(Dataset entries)
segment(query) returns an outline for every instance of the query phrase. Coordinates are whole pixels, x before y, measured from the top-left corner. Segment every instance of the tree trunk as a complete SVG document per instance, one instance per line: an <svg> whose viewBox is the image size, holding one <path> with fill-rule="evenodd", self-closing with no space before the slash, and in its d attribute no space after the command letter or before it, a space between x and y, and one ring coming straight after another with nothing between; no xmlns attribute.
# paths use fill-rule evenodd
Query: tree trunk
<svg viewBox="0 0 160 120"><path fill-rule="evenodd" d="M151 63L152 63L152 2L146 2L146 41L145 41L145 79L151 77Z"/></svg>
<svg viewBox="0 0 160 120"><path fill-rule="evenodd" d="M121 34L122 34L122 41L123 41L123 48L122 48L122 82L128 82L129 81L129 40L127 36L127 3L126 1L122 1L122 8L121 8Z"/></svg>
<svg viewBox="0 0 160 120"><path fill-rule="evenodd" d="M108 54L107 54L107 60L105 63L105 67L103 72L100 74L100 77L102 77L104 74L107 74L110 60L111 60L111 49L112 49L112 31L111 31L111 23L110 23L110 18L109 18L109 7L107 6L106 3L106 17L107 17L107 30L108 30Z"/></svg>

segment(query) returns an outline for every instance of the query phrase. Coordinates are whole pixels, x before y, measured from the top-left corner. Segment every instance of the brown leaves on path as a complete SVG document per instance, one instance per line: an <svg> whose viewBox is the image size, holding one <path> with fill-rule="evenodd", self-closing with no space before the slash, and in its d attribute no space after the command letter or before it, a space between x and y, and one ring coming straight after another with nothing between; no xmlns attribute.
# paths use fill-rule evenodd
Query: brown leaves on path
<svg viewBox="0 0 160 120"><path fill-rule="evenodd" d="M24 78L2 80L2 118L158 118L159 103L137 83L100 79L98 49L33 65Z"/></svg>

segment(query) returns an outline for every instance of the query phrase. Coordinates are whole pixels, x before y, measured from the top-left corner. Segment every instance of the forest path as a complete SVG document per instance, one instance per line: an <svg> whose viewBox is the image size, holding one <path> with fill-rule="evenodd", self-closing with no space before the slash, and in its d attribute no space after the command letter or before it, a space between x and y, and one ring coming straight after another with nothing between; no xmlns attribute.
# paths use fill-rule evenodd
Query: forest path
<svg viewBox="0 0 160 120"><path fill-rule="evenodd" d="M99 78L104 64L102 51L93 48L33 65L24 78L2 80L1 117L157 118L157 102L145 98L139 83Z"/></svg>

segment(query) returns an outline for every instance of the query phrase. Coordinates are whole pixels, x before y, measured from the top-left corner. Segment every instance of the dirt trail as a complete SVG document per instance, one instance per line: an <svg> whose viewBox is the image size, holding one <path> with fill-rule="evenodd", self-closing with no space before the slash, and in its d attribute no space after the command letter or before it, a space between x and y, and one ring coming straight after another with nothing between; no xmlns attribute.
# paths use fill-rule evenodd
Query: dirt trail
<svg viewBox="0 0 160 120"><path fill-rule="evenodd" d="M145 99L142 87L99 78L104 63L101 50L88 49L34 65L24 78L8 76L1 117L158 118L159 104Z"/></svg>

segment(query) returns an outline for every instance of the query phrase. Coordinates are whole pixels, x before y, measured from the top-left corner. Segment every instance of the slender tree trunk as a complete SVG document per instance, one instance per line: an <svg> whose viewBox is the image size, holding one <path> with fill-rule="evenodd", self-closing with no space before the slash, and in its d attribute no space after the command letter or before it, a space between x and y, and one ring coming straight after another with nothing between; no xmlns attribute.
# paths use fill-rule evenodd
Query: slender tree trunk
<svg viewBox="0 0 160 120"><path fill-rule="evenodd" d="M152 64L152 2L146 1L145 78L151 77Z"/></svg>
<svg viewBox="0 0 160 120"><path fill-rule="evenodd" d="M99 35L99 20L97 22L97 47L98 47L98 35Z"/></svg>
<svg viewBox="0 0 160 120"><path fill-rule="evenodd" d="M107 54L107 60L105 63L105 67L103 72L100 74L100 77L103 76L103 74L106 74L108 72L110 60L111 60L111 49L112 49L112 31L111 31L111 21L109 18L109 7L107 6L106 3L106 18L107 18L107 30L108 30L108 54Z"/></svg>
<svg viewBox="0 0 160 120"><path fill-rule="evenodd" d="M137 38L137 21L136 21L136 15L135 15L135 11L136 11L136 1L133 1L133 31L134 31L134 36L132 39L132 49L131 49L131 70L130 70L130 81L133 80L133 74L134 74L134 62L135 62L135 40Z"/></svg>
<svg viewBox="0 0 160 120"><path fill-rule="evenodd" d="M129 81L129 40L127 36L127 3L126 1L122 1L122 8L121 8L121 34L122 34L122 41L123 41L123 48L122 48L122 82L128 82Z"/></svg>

• _WHAT YOU ARE ASKED TO DO_
Count the lines in the listing above that contain the string "brown", treating uppercase and lowercase as different. Reply with the number alone.

• _EXERCISE OUTPUT_
2